:: WHAT TO DO ::
Return, without any changes, the lines of the records starting with the line that contains "class: forest => detect" and going on through the line that contains "top-left (67, 124), bottom-right (71, 143)", both of those lines included.

:: MATERIAL TO PROCESS ::

____________________

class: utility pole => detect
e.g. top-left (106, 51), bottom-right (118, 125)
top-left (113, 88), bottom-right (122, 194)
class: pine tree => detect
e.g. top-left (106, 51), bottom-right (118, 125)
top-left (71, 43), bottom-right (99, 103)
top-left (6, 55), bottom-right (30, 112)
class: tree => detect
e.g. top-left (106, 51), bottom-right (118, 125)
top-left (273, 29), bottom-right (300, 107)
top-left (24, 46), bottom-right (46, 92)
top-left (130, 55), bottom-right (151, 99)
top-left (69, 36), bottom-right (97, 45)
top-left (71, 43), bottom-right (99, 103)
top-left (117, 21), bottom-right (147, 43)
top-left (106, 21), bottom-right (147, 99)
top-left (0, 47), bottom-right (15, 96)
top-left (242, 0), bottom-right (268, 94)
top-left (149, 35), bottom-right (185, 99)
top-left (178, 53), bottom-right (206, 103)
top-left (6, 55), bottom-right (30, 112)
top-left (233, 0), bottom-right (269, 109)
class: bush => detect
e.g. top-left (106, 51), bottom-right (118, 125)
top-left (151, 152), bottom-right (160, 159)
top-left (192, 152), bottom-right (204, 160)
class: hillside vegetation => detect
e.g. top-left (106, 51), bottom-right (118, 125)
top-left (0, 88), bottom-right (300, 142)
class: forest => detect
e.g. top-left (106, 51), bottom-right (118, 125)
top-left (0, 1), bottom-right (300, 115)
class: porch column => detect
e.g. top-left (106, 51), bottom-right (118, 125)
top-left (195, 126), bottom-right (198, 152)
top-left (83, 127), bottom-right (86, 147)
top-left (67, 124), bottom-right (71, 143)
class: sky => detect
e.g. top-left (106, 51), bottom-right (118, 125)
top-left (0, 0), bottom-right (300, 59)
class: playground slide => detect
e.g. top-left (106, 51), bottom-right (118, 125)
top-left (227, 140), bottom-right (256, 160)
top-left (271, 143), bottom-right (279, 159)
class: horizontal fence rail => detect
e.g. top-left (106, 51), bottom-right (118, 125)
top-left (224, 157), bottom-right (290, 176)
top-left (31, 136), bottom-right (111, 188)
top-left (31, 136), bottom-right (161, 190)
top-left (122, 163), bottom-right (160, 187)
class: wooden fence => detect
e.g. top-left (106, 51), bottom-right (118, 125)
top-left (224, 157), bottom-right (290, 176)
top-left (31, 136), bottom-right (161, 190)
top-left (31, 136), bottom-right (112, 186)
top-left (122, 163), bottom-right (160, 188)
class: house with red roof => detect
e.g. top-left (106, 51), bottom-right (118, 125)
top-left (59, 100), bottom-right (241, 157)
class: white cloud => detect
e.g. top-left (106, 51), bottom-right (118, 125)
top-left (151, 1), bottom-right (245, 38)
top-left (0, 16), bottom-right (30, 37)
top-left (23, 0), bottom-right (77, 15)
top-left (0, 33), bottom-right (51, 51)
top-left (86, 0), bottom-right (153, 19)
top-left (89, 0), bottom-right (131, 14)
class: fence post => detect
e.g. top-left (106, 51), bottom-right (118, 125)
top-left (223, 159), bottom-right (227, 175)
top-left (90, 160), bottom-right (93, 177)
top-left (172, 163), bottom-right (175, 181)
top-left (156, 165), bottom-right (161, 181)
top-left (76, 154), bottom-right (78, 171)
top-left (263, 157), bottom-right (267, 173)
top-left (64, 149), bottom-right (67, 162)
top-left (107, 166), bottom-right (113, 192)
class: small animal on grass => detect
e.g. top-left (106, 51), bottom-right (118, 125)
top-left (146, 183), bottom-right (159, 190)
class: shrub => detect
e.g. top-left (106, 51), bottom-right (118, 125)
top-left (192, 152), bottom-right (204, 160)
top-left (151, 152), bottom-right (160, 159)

____________________

:: WRITTEN ANSWER ::
class: forest => detect
e.g. top-left (106, 51), bottom-right (118, 125)
top-left (0, 1), bottom-right (300, 115)
class: porch column => detect
e.g. top-left (106, 51), bottom-right (118, 125)
top-left (195, 126), bottom-right (198, 152)
top-left (83, 127), bottom-right (86, 147)
top-left (67, 124), bottom-right (71, 143)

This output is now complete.